TEXT SEGMENT:
>> BEGIN

Passenger price-fixing case dismissed on subject matter jurisdiction grounds

November 2, 2009

McLafferty v. Deutsche Lufthansa A.G. et al. (E.D. Pa. Oct. 16, 2009).  In her class action complaint, the plaintiff alleged that Lufthansa, Air France, KLM and Alitalia had engaged in price fixing in violation of the Sherman Act.  She alleged that, at a 2003 IATA meeting, the airlines agreed to impose surcharges on fares for passenger travel between Europe and Japan.

At the court’s direction, the parties briefed the issue of whether the Foreign Trade Antitrust Improvements Act of 1982, which amended the Sherman Act, excluded the case from the subject matter jurisdiction of the federal courts.

>> END

OBJECTIVES:
A) From the airline price-fixing case summary, quote the passage between "McLafferty v. Deutsche" and "the federal courts.", inclusive.
B) Using the airline price-fixing case summary, mark each statement yes or no, and support each answer with the deciding words from the summary, quoted exactly. (i) The airlines allegedly agreed to the surcharges at a 2003 IATA meeting. (ii) The alleged surcharges applied to fares for passenger travel between Europe and Japan. (iii) The Foreign Trade Antitrust Improvements Act was enacted in 1992.

SOURCE EXCERPT:
>> BEGIN

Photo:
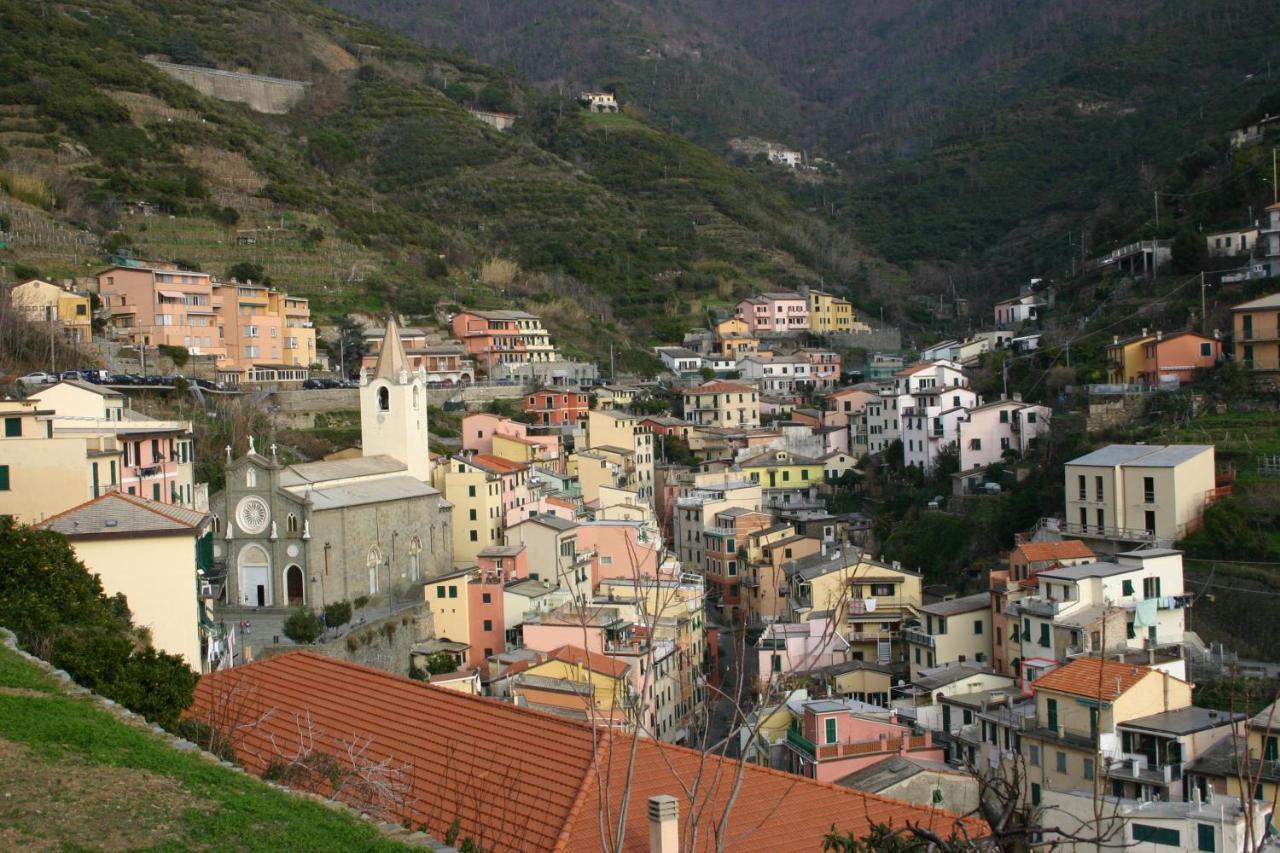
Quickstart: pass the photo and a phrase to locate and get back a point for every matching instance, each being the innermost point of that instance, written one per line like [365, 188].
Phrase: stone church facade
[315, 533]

>> END

SOLVED TASKS:
A)
McLafferty v. Deutsche Lufthansa A.G. et al. (E.D. Pa. Oct. 16, 2009).  In her class action complaint, the plaintiff alleged that Lufthansa, Air France, KLM and Alitalia had engaged in price fixing in violation of the Sherman Act.  She alleged that, at a 2003 IATA meeting, the airlines agreed to impose surcharges on fares for passenger travel between Europe and Japan.

At the court’s direction, the parties briefed the issue of whether the Foreign Trade Antitrust Improvements Act of 1982, which amended the Sherman Act, excluded the case from the subject matter jurisdiction of the federal courts.

B)
(i) Yes: "at a 2003 IATA meeting, the airlines agreed to impose surcharges"
(ii) Yes: "surcharges on fares for passenger travel between Europe and Japan"
(iii) No: "the Foreign Trade Antitrust Improvements Act of 1982"